SHORT EXERCISE :: Copy all the material below, exactly as it stands.

========================

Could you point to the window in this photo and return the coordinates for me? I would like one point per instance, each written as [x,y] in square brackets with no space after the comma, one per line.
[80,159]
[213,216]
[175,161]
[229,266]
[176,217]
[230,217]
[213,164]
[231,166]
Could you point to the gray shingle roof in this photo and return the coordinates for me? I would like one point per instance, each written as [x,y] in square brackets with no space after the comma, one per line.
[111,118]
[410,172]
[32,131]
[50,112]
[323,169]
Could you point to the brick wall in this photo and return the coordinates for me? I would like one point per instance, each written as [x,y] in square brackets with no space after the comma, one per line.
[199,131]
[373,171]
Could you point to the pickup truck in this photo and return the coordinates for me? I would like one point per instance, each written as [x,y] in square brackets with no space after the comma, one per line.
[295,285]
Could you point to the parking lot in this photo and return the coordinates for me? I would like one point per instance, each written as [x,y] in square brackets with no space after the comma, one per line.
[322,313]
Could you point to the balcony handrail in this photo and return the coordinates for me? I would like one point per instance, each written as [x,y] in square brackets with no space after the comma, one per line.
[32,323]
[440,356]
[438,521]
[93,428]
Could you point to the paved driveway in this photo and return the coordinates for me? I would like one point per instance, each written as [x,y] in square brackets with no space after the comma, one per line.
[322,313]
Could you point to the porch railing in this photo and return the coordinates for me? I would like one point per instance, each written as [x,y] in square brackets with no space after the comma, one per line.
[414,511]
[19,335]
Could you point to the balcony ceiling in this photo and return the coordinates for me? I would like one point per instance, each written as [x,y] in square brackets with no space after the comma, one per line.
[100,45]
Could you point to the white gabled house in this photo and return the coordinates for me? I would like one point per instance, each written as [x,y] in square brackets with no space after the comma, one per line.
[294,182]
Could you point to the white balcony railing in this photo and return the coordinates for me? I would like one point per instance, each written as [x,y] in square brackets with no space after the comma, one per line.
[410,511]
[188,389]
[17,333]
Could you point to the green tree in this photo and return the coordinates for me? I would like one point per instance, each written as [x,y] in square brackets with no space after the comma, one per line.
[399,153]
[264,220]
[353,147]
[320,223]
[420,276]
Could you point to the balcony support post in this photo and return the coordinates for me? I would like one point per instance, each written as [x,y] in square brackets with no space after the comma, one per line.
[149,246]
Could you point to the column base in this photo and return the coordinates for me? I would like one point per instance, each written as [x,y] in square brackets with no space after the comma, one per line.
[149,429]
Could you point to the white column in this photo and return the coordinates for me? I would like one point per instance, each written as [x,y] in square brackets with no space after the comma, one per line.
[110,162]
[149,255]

========================

THE ANSWER ::
Could you point to the window in this photo and return the coordinates for me? I would like one point per instance, each written as [x,y] in square brackets with no space after the comma, one per line.
[80,159]
[213,216]
[175,161]
[229,266]
[176,217]
[230,217]
[213,164]
[231,166]
Could you point to the gray shingle roof in this photo and return the coordinates for me? I would like one point per instance, each written as [x,y] in square brackets with no space after the comma, one per line.
[111,118]
[410,172]
[32,131]
[50,112]
[323,169]
Could you point to the brick wall in this photo and return the coordinates for me? I would like one point per instance, each written as [x,y] in square brackets with no space after the comma, one per line.
[199,131]
[373,171]
Could you point to the pickup truck in this photo and return the coordinates for me? I would like one point per instance, each written as [x,y] in square brackets with no space after the comma, one per line.
[295,285]
Could you point to the parking lot in this photo and return the coordinates for me? I would like one point per instance, each written as [x,y] in square brackets with no space after the comma, one per line.
[322,313]
Could you point to the balcony handrail in this photo and return the coordinates for me? I would like one point per instance, each written as [x,y] in square brackets with no space after the comma, one per line.
[32,323]
[440,356]
[438,521]
[93,428]
Could you point to the paved driveway in this photo and return the coordinates for me? I would like one point per instance, each written as [x,y] in square brackets with no space after the comma, one per line.
[322,313]
Could you point to the porch railing in this photo and return the coordinates for me? I would like one point per instance, each written as [x,y] in square brackets with no space after the comma, one per line.
[414,511]
[19,335]
Could you point to the balcony ceiling in this photo and return the coordinates for me? I would like one point per instance, each written as [x,y] in square brackets with no space after the comma, one per line.
[100,45]
Could you point to the white gabled house in this photo and return the coordinates for me? I would like one point per instance, each written as [x,y] in square brackets with no space after the comma, one per line.
[294,182]
Could you point to the white balcony railing in this photo and return the coordinates for me? I would like one point per instance, each written as [x,y] in square brackets with no space after the comma, one per line.
[410,511]
[188,389]
[17,333]
Could you point to the green tree in this photo and return the coordinates for me? I would like one point per instance, each written as [x,y] in square brackets with no space after the comma, one per line.
[399,153]
[264,220]
[353,147]
[320,223]
[420,276]
Could you point to the balcony support post in this photo and return the coordinates for me? I would like one point per instance, each written as [x,y] in square brackets with no space after the comma, one per line.
[149,246]
Could you point to the column base in this photo and return the coordinates for me? I would like one point per instance, each written as [x,y] in square brackets with no space after the comma, one per line.
[149,429]
Could you point to the white column in this photo and return the coordinates for me? I would like one point per instance, each written as [x,y] in square brackets with no space after the comma, one per line.
[110,162]
[149,255]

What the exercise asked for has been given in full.